### Exercise prompt
Turn the listing below into a numbered list with one line per item, skipping blank lines and leaving out the pictures.

--- Begin Stored data ---

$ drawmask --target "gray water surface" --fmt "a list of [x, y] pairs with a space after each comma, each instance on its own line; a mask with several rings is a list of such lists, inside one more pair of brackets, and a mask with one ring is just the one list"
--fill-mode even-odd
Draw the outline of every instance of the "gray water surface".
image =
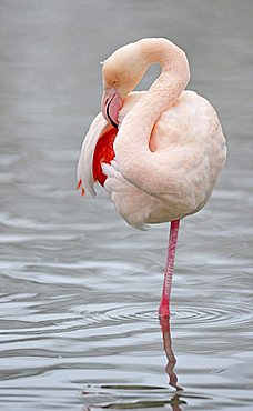
[[[0, 409], [252, 410], [252, 1], [3, 0], [0, 14]], [[99, 61], [158, 36], [186, 51], [229, 146], [212, 200], [181, 223], [170, 327], [169, 225], [140, 232], [102, 188], [74, 189]]]

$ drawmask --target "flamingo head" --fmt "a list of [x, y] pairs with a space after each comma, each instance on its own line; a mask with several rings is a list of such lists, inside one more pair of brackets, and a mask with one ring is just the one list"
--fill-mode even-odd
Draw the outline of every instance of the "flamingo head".
[[125, 96], [136, 87], [148, 68], [140, 43], [141, 41], [138, 41], [121, 47], [102, 63], [101, 111], [104, 119], [115, 128]]

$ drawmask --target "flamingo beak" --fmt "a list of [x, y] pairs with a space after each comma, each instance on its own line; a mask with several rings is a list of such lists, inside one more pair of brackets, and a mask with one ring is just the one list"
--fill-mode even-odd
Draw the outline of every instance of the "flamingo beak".
[[118, 117], [122, 106], [123, 100], [115, 89], [111, 88], [103, 92], [101, 102], [102, 114], [115, 129], [118, 129]]

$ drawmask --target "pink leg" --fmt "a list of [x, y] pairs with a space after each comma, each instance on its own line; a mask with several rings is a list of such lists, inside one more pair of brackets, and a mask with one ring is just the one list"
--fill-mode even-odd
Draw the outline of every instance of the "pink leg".
[[179, 234], [180, 220], [171, 221], [171, 232], [169, 240], [169, 250], [166, 257], [166, 267], [164, 272], [164, 282], [162, 290], [162, 299], [160, 303], [160, 317], [170, 317], [170, 298], [171, 298], [171, 282], [175, 259], [175, 248]]

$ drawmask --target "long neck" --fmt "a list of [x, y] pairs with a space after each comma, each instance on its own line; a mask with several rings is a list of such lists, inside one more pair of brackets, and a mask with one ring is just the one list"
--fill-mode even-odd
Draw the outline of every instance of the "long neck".
[[[114, 150], [122, 173], [143, 189], [141, 182], [134, 181], [134, 163], [141, 164], [143, 171], [148, 172], [152, 154], [149, 141], [153, 126], [184, 90], [190, 79], [190, 69], [185, 53], [166, 39], [143, 39], [136, 44], [146, 67], [160, 63], [162, 72], [123, 120]], [[150, 189], [146, 191], [150, 192]]]

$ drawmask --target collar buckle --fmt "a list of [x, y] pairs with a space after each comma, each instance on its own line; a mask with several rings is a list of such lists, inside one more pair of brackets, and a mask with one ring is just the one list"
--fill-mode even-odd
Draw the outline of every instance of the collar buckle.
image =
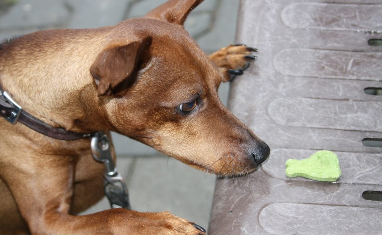
[[13, 110], [11, 113], [11, 115], [9, 117], [4, 117], [6, 121], [8, 121], [12, 124], [15, 124], [17, 121], [17, 120], [20, 116], [20, 114], [21, 113], [23, 109], [21, 106], [17, 103], [12, 98], [11, 95], [6, 92], [3, 92], [2, 94], [0, 93], [0, 95], [2, 95], [5, 98], [6, 101], [9, 104], [12, 105]]

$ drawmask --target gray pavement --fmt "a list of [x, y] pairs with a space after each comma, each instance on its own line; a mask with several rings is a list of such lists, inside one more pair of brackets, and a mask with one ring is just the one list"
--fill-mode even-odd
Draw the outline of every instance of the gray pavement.
[[[56, 28], [94, 28], [144, 15], [165, 0], [0, 0], [0, 40]], [[207, 53], [234, 43], [239, 1], [205, 0], [185, 27]], [[226, 104], [228, 85], [219, 93]], [[116, 133], [119, 170], [133, 208], [169, 211], [207, 229], [215, 178]], [[108, 209], [104, 199], [83, 214]]]

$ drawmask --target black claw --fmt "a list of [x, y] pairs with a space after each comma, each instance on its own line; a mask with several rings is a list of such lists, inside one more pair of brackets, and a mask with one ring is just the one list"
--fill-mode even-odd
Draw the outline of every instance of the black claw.
[[244, 67], [243, 67], [243, 68], [241, 69], [241, 70], [243, 71], [245, 70], [246, 69], [248, 68], [248, 67], [249, 67], [249, 65], [251, 65], [251, 63], [249, 62], [249, 61], [247, 61], [247, 63], [245, 63], [245, 65], [244, 66]]
[[247, 47], [247, 50], [249, 51], [250, 52], [258, 52], [259, 49], [257, 48], [254, 48], [254, 47]]
[[228, 69], [228, 73], [235, 75], [241, 75], [243, 74], [243, 71], [238, 69]]
[[244, 58], [247, 60], [256, 60], [257, 57], [253, 55], [247, 55], [244, 56]]
[[231, 77], [230, 78], [230, 80], [228, 80], [228, 81], [230, 82], [234, 80], [236, 77], [236, 75], [235, 75], [235, 74], [231, 74]]
[[198, 225], [197, 224], [193, 224], [193, 225], [194, 227], [195, 227], [195, 228], [196, 228], [196, 229], [197, 229], [198, 230], [199, 230], [199, 231], [201, 231], [202, 232], [204, 233], [205, 233], [206, 232], [206, 229], [204, 229], [202, 227], [202, 226], [199, 225]]

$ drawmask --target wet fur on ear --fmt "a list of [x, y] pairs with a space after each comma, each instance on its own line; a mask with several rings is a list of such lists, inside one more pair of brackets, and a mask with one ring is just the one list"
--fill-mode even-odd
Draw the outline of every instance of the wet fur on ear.
[[145, 16], [183, 26], [189, 13], [203, 0], [169, 0]]
[[97, 56], [90, 72], [99, 97], [113, 95], [134, 83], [152, 41], [147, 37], [141, 41], [107, 49]]

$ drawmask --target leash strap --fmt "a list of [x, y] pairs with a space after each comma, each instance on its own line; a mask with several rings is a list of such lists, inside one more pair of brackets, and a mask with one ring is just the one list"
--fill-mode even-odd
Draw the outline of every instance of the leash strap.
[[19, 121], [31, 129], [55, 139], [75, 140], [89, 137], [91, 134], [81, 134], [50, 126], [23, 109], [6, 92], [0, 89], [0, 115], [12, 124]]
[[103, 163], [105, 165], [104, 188], [110, 206], [112, 208], [122, 208], [131, 209], [127, 187], [113, 161], [110, 142], [107, 136], [102, 132], [96, 132], [92, 137], [91, 145], [93, 158], [97, 161]]

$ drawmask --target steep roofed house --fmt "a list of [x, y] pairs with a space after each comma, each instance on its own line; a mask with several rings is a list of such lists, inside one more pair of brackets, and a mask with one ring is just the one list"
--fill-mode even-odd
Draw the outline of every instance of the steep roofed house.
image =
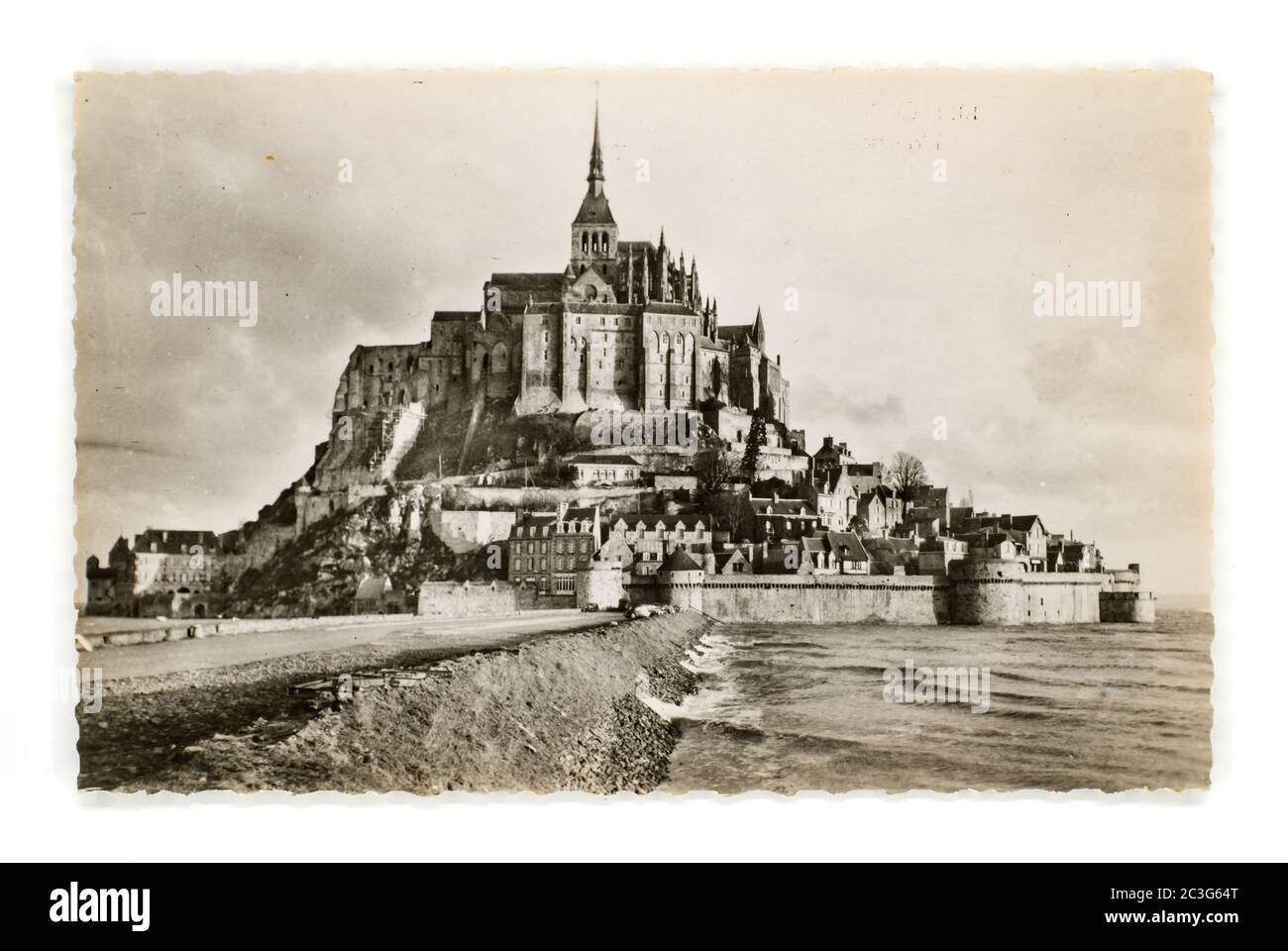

--- End Stored data ---

### Answer in full
1. $ drawmask --target "gray water surface" --fmt "a list of [x, y] pairs with a space after each comma, each instance on its own line; a mask with several rings is a list of such lists, inside one more pair of brackets, and a mask with one ring is just the one list"
2. --fill-mode even-odd
3. Draw the outline of every instance of the "gray water surface".
4. image =
5. [[[0, 409], [252, 410], [252, 1], [3, 0], [0, 14]], [[99, 61], [158, 36], [186, 51], [229, 146], [212, 200], [181, 223], [170, 327], [169, 225], [140, 232], [102, 188], [74, 189]]]
6. $ drawmask --target "flamingo head" --fmt "a list of [x, y] pairs with a space after each comma, each instance on its own line; a mask with several rings is a list of such lists, inside one more pair of brackets, and a mask with one ring is just the one list"
7. --fill-mode even-odd
8. Draw the outline of every instance of the "flamingo head".
9. [[125, 96], [136, 87], [148, 68], [140, 43], [141, 41], [138, 41], [121, 47], [102, 63], [101, 111], [104, 119], [115, 128]]
10. $ drawmask --target "flamingo beak" --fmt "a list of [x, y] pairs with a space after each comma, each instance on its own line; a mask with several rings is a list of such lists, inside one more pair of brackets, and a mask with one ring is just the one list"
11. --fill-mode even-odd
12. Draw the outline of every instance of the "flamingo beak".
13. [[118, 117], [122, 106], [123, 100], [115, 89], [111, 88], [103, 92], [101, 102], [102, 114], [115, 129], [118, 129]]
14. $ drawmask --target "pink leg" --fmt "a list of [x, y] pairs with a space after each comma, each instance on its own line; a mask with several rings is a list of such lists, inside one more pair of brackets, and a mask with one ring is just the one list"
15. --fill-mode even-odd
16. Draw the outline of every instance of the "pink leg".
17. [[179, 234], [180, 220], [171, 221], [171, 232], [169, 240], [169, 250], [166, 257], [166, 267], [164, 272], [164, 282], [162, 290], [162, 299], [160, 303], [160, 317], [170, 317], [170, 298], [171, 298], [171, 282], [175, 259], [175, 248]]
18. $ drawmask --target "long neck" --fmt "a list of [x, y] pairs with a space after each comma, each instance on its own line; a mask with several rings is a list of such lists, inside one more pair of brackets, and a mask with one ring is just the one list"
19. --fill-mode even-odd
20. Draw the outline of every instance of the "long neck".
21. [[[114, 150], [122, 173], [143, 189], [141, 182], [134, 181], [134, 163], [141, 164], [143, 171], [148, 172], [152, 154], [149, 141], [153, 126], [184, 90], [190, 79], [190, 69], [185, 53], [166, 39], [143, 39], [136, 44], [146, 67], [160, 63], [162, 72], [123, 120]], [[150, 189], [146, 191], [150, 192]]]
22. $ drawmask --target collar buckle --fmt "a list of [x, y] pairs with a space after each comma, each instance on its own line; a mask with several rings is a list of such lists, inside one more pair of brackets, and a mask with one ring is just the one list"
23. --fill-mode even-odd
24. Draw the outline of every instance of the collar buckle.
25. image =
26. [[13, 110], [11, 113], [11, 115], [9, 117], [4, 117], [6, 121], [8, 121], [12, 124], [15, 124], [17, 121], [17, 120], [20, 116], [20, 114], [21, 113], [23, 109], [21, 106], [17, 103], [12, 98], [11, 95], [6, 92], [3, 92], [2, 94], [0, 93], [0, 95], [2, 95], [5, 98], [6, 101], [9, 104], [12, 105]]
27. $ drawmask --target gray pavement --fmt "a list of [x, y] pairs with a space after each comma, each instance on its own line; a mask with several rings is a list of such lists, inside one more pair of brackets, and a mask with one ring is just the one list"
28. --fill-mode even-odd
29. Draw the outline of every instance of the gray pavement.
30. [[[56, 28], [94, 28], [144, 15], [165, 0], [0, 0], [0, 40]], [[207, 53], [234, 43], [239, 1], [205, 0], [185, 27]], [[226, 104], [228, 85], [219, 93]], [[116, 133], [119, 170], [133, 208], [169, 211], [207, 229], [215, 178]], [[108, 209], [104, 199], [83, 214]]]
31. $ drawmask --target black claw --fmt "a list of [x, y] pairs with a space after each comma, each instance on its own line; a mask with several rings is a list of such lists, inside one more pair of brackets, and a mask with one ring is just the one list"
32. --fill-mode even-odd
33. Draw the outline of every instance of the black claw.
34. [[244, 67], [243, 67], [243, 68], [241, 69], [241, 70], [243, 71], [245, 70], [246, 69], [248, 68], [248, 67], [249, 67], [249, 65], [251, 65], [251, 63], [249, 62], [249, 61], [247, 61], [247, 63], [245, 63], [245, 65], [244, 66]]
35. [[247, 47], [247, 50], [249, 51], [250, 52], [258, 52], [259, 49], [257, 48], [254, 48], [254, 47]]
36. [[228, 69], [228, 73], [235, 75], [241, 75], [243, 74], [243, 71], [238, 69]]
37. [[244, 58], [247, 60], [256, 60], [257, 57], [253, 55], [247, 55], [244, 56]]
38. [[231, 77], [230, 78], [230, 80], [228, 80], [228, 81], [230, 82], [234, 80], [236, 77], [236, 75], [235, 75], [235, 74], [231, 74]]
39. [[198, 225], [197, 224], [193, 224], [193, 225], [194, 227], [195, 227], [195, 228], [196, 228], [196, 229], [197, 229], [198, 230], [199, 230], [199, 231], [201, 231], [202, 232], [204, 233], [205, 233], [206, 232], [206, 229], [204, 229], [202, 227], [202, 226], [199, 225]]
40. $ drawmask --target wet fur on ear --fmt "a list of [x, y] pairs with a space after each comma, each instance on its own line; a mask with several rings is a list of such lists, inside one more pair of brackets, and a mask with one ring is just the one list"
41. --fill-mode even-odd
42. Draw the outline of every instance of the wet fur on ear.
43. [[145, 16], [183, 26], [189, 13], [203, 0], [169, 0]]
44. [[97, 56], [90, 72], [99, 97], [113, 95], [134, 83], [152, 41], [147, 37], [141, 41], [107, 49]]
45. $ drawmask --target leash strap --fmt "a list of [x, y] pairs with a space after each comma, each instance on its own line; a mask with several rings is a list of such lists, inside one more pair of brackets, and a mask with one ring is just the one list"
46. --fill-mode even-odd
47. Draw the outline of every instance of the leash strap.
48. [[19, 121], [31, 129], [55, 139], [75, 140], [89, 137], [91, 134], [81, 134], [50, 126], [23, 109], [6, 92], [0, 89], [0, 115], [12, 124]]
49. [[103, 163], [105, 165], [104, 188], [110, 206], [112, 208], [122, 208], [131, 209], [127, 187], [113, 161], [110, 142], [107, 136], [102, 132], [96, 132], [92, 137], [91, 145], [93, 158], [97, 161]]
50. $ drawmask --target steep roofed house --fmt "a list of [x, y] pairs with a space after each comma, each instance on its own line; a mask with several rings is a list of such lists, inside one more pair of brackets, and a mask with one ring is just the one list"
51. --fill-mode even-odd
52. Draw the outline of every instance of the steep roofed house.
53. image =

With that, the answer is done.